**What is required:** In the study-abroad text, what share of the Americans who studied in another country in 2013-14 were women?

In some ways, she was a typical study-abroad student. According to the Institute for International Education’s Open Doors report, of the 304,500 Americans who studied in another country in 2013-14, 67 percent were women. Approximately 21,000 students, or 7 percent, were focused on fine or applied art.
In other ways she was atypical: Nearly 75 percent of Americans who study overseas are non-Hispanic white, and disproportionately from private schools. Despite the opening up of federal financial aid to support study abroad, international study is still more available to students with greater family resources.
Nohemi would have beaten many odds, and we root for people who defy statistics and set new paths. Will Cal State students follow hers? I asked Dean Jeet Joshee, who oversees international study at the university, if he was seeing any drop in interest in study abroad since her death. He said that students tell him they will not be deterred from their plans.

Saved entries:
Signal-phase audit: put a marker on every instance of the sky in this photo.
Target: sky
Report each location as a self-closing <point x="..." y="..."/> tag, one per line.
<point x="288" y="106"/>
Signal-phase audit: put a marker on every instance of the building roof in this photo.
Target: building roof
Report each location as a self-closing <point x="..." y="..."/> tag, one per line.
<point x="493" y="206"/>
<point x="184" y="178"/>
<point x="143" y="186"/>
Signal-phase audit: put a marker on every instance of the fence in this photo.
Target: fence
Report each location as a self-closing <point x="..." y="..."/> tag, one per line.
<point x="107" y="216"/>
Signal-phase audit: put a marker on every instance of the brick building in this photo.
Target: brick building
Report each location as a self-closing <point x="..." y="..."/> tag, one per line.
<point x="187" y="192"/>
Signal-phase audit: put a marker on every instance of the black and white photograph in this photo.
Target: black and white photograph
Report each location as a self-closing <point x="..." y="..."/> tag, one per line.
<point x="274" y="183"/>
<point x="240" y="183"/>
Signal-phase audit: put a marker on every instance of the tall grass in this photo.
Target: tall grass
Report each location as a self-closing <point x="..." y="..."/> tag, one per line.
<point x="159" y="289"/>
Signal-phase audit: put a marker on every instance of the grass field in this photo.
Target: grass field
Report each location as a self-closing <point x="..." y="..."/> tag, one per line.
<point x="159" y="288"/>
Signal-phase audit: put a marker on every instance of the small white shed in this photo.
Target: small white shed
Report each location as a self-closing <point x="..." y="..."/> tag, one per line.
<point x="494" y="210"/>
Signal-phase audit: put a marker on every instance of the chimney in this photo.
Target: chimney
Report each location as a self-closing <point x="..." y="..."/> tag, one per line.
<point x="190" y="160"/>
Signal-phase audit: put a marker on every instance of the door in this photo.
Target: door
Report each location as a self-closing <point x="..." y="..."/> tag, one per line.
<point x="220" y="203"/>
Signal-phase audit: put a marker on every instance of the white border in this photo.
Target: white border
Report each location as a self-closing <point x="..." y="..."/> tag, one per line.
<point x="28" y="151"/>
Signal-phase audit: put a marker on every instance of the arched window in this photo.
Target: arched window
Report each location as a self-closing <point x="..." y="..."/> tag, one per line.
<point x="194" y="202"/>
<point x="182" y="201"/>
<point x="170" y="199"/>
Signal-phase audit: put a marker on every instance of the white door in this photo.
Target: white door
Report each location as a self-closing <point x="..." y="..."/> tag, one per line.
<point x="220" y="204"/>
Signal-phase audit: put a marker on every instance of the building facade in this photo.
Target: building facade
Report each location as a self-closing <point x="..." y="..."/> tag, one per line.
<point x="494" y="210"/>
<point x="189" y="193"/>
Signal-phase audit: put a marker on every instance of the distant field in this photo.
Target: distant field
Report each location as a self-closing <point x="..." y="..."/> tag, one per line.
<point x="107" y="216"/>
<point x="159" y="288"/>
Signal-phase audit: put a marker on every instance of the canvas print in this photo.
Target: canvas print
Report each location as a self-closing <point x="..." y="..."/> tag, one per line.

**Exercise solution:** 67 percent